(Extract provided):
● ● ● ● ● ● ●

0

I have read many question regarding the title. Basically I'm using combination of getheader and curl to check wether a url is exist.

$url = "http://www.asdkkk.com";
$headers = get_headers($url);  

if(strpos($headers[0],'404') === false){

    $ch = curl_init($url); 
    curl_setopt_array($ch,array(
                            CURLOPT_HEADER => true,
                            CURLOPT_RETURNTRANSFER => true,
                            CURLOPT_FOLLOWLOCATION => true,
                            CURLOPT_SSL_VERIFYPEER => false,
                            CURLOPT_HTTPHEADER     => array("Accept-Language: en-US;q=0.6,en;q=0.4"),
                            CURLOPT_USERAGENT => 'Mozilla/5.0 (Windows NT 5.1) AppleWebKit/535.6 (KHTML, like Gecko) Chrome/16.0.897.0 Safari/535.6'  
                           ));
    $data = curl_exec($ch); 
    $httpCode = curl_getinfo($ch, CURLINFO_HTTP_CODE);
    if($httpCode != 404){
        curl_close($ch); 
        return $data;
    }
}else{
  echo "URL Not Exists";
}

Both function will return status code 200 for the url("http://www.asdkkk.com"). In the url is a page not found website. But it seem like it is hosted and the header of the page doesn't set to 404. I have try out not only this url but others too. So how can I determine a URL is actually existence in a very accurate way?

● ● ● ● ● ● ●

(Supplied entries):

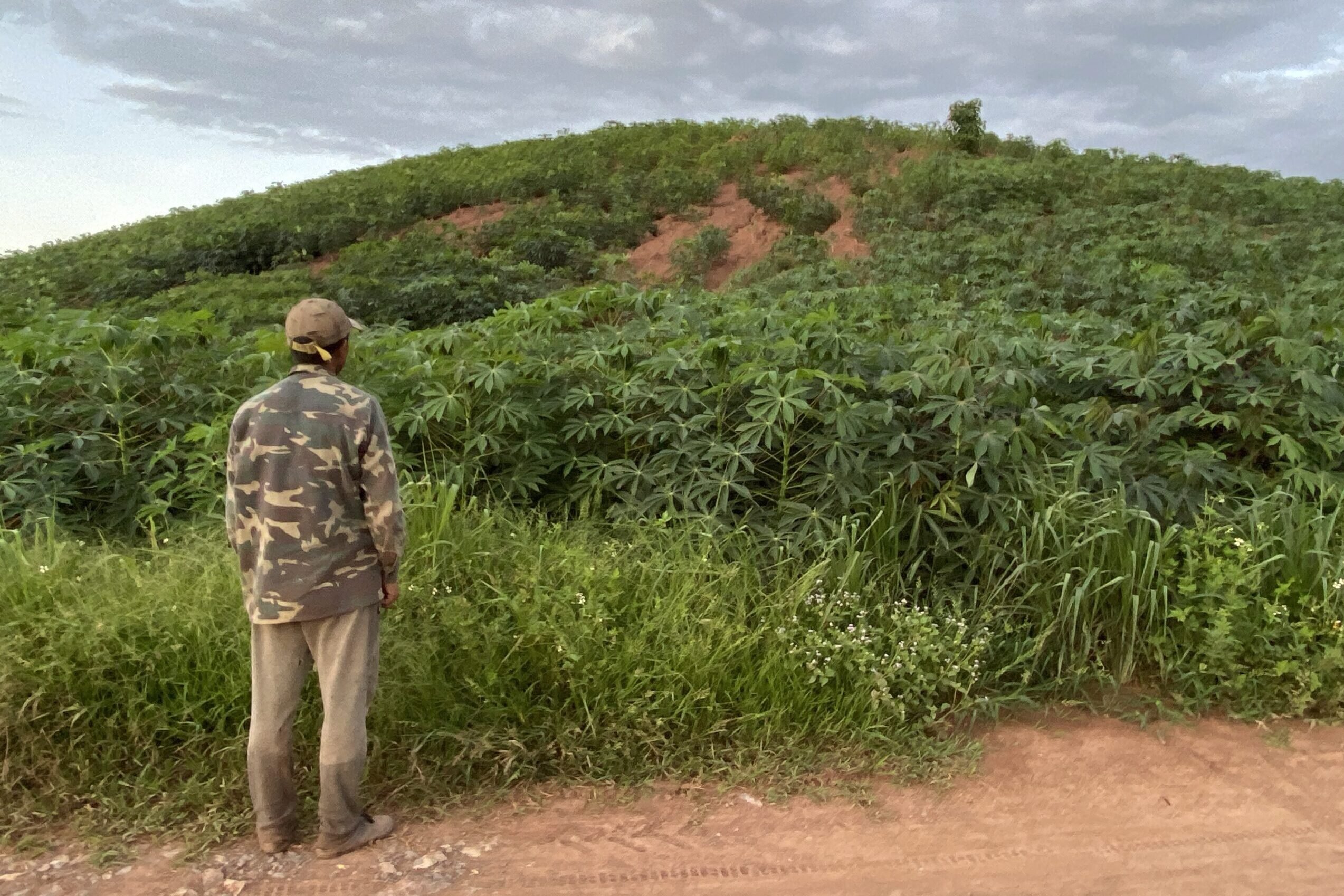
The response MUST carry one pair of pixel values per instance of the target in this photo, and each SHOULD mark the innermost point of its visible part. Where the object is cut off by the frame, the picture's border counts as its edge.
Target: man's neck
(312, 368)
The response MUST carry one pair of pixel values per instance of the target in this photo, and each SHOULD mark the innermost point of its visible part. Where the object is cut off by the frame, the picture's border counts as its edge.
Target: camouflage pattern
(312, 507)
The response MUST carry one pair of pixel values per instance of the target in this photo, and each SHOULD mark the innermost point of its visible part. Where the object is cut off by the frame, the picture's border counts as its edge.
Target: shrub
(695, 255)
(800, 210)
(426, 281)
(1244, 632)
(966, 127)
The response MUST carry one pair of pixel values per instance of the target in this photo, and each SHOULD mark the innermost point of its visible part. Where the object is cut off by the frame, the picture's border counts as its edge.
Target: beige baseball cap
(315, 323)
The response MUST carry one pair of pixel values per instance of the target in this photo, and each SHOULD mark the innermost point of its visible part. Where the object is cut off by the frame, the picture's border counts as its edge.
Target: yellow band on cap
(312, 348)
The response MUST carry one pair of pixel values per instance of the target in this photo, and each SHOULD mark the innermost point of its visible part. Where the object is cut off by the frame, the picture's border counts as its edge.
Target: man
(313, 513)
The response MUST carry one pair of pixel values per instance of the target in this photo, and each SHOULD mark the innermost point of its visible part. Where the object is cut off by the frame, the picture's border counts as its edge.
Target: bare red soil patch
(750, 237)
(1060, 808)
(473, 217)
(844, 241)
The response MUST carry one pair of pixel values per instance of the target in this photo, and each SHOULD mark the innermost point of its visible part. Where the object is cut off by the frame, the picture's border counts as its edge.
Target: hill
(895, 320)
(729, 449)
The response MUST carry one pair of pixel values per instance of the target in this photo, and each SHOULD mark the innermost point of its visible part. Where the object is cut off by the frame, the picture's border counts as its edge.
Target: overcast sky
(116, 109)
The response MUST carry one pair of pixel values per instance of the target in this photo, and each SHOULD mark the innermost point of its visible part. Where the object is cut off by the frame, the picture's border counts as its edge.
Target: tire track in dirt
(1069, 806)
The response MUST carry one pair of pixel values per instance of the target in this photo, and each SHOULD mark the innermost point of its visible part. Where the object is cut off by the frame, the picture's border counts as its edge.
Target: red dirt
(750, 237)
(473, 217)
(844, 241)
(1066, 806)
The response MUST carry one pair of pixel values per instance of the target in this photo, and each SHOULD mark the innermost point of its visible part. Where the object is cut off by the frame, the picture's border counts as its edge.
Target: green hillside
(1155, 326)
(730, 449)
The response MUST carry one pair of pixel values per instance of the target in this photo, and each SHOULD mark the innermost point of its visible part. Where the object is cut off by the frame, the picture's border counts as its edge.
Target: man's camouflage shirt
(312, 507)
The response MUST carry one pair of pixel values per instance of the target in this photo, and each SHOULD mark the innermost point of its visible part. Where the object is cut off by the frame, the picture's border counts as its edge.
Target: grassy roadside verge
(530, 651)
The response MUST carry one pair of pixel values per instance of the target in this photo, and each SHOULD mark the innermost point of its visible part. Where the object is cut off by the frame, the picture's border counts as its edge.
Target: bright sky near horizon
(117, 109)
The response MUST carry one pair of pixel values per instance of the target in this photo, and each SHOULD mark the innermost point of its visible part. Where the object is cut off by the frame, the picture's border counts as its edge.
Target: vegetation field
(1070, 421)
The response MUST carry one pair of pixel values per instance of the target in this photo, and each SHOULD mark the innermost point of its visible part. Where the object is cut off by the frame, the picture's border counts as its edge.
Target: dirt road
(1070, 808)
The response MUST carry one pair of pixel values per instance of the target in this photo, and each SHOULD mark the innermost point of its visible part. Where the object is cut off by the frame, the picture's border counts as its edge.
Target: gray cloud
(1237, 81)
(13, 107)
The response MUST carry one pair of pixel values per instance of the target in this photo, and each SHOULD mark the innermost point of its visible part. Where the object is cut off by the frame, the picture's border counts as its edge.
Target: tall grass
(529, 649)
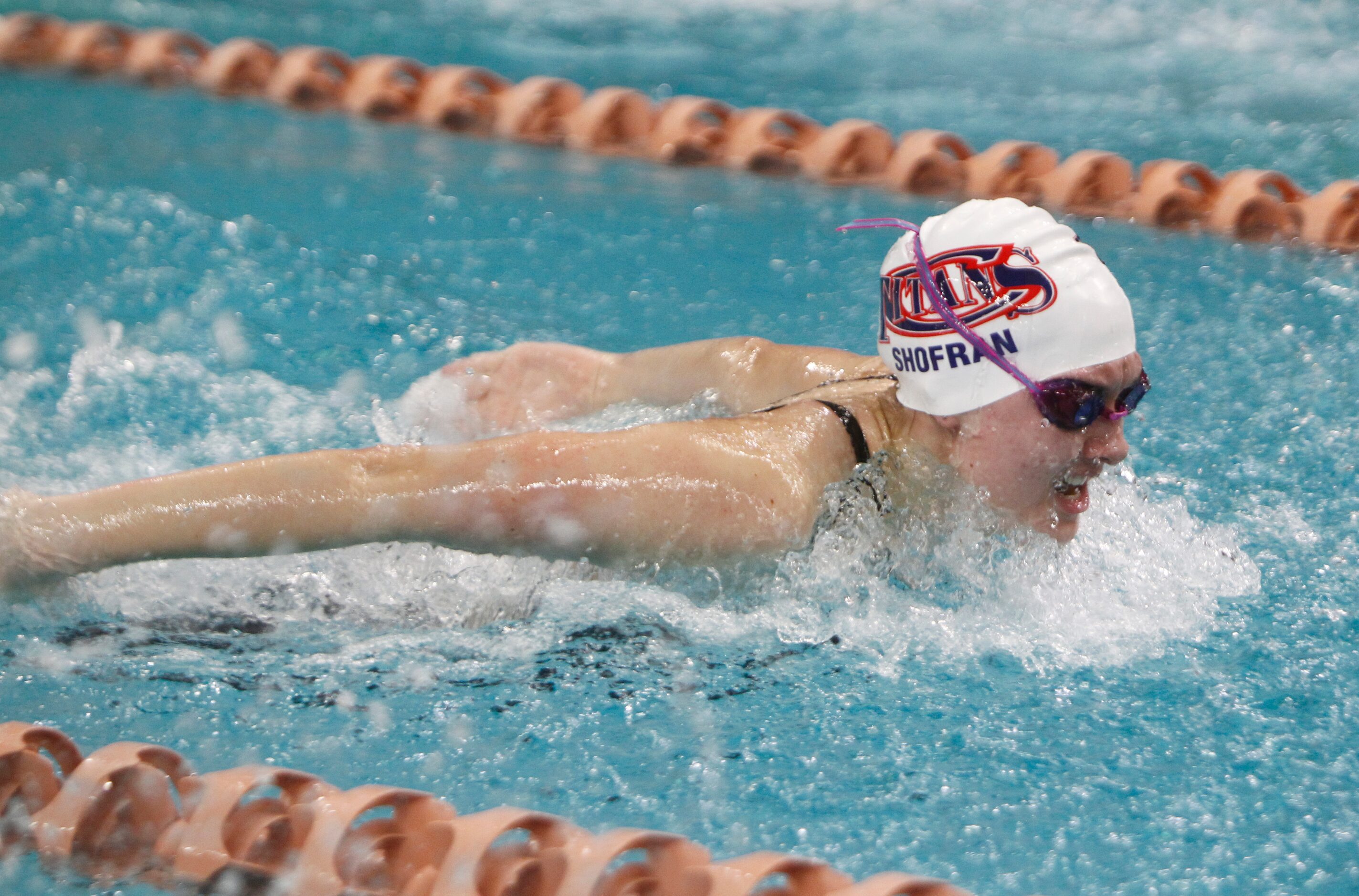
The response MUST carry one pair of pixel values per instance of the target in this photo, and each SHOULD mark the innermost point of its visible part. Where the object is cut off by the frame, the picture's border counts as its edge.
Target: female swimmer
(1018, 379)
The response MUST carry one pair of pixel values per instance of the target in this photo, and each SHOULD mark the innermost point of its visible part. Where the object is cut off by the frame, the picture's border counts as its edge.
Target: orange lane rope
(1248, 206)
(139, 811)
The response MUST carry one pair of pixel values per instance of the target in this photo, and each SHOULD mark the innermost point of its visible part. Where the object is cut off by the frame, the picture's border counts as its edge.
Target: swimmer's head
(1017, 279)
(1013, 304)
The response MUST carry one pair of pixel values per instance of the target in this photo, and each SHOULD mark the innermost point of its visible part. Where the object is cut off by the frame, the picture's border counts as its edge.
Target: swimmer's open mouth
(1071, 485)
(1073, 490)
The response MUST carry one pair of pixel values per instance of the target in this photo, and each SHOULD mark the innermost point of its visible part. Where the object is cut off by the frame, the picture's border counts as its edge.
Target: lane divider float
(140, 811)
(694, 131)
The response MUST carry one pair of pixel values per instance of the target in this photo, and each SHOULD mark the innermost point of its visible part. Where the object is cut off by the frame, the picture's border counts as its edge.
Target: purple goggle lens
(1064, 402)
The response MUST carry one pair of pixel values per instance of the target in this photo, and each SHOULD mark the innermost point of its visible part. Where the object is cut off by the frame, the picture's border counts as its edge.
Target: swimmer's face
(1032, 469)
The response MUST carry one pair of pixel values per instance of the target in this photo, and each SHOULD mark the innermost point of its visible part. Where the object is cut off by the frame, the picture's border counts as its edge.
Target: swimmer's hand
(532, 383)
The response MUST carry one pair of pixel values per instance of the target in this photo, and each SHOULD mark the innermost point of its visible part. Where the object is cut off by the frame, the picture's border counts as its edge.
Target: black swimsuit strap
(853, 429)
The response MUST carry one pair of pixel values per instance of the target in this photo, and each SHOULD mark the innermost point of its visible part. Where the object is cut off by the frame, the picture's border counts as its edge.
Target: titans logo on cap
(979, 283)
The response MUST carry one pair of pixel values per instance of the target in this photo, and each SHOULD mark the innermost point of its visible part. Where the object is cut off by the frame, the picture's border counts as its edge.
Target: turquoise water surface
(1165, 707)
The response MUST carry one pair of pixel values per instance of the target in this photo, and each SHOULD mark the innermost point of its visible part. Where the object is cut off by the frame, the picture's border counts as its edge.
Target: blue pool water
(1165, 707)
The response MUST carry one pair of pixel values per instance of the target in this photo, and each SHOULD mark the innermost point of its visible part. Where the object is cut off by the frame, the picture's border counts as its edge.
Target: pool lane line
(1251, 204)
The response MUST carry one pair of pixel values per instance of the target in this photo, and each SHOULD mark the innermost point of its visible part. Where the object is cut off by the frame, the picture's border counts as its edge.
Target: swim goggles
(1067, 404)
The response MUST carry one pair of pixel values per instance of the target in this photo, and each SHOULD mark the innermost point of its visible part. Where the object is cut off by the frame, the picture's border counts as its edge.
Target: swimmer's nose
(1106, 442)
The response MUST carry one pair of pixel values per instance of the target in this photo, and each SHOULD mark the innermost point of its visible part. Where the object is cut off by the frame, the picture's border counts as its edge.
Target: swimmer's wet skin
(1014, 363)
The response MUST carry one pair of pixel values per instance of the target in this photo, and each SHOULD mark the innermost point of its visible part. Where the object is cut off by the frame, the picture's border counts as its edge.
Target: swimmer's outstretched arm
(535, 382)
(696, 490)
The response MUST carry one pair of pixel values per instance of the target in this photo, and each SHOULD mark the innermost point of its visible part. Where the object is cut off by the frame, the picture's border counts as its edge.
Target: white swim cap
(1017, 279)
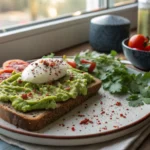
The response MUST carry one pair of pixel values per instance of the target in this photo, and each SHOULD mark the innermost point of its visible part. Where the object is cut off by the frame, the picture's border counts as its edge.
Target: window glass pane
(115, 3)
(22, 12)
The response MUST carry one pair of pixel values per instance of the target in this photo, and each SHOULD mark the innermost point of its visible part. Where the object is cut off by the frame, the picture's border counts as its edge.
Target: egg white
(40, 71)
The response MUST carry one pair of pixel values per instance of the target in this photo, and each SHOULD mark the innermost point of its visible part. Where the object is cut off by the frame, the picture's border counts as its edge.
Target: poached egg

● ● ● ● ● ● ●

(Stated task A):
Reproduce the part of the forum post on checking whether a URL exists that opens with the words containing "Both function will" and closes with "very accurate way?".
(Stated task B):
According to the forum post on checking whether a URL exists, what status code do both functions return for the URL "http://www.asdkkk.com"?
The data above come from a separate source.

(Correct result A):
Both function will return status code 200 for the url("http://www.asdkkk.com"). In the url is a page not found website. But it seem like it is hosted and the header of the page doesn't set to 404. I have try out not only this url but others too. So how can I determine a URL is actually existence in a very accurate way?

(Correct result B):
Both functions return status code 200.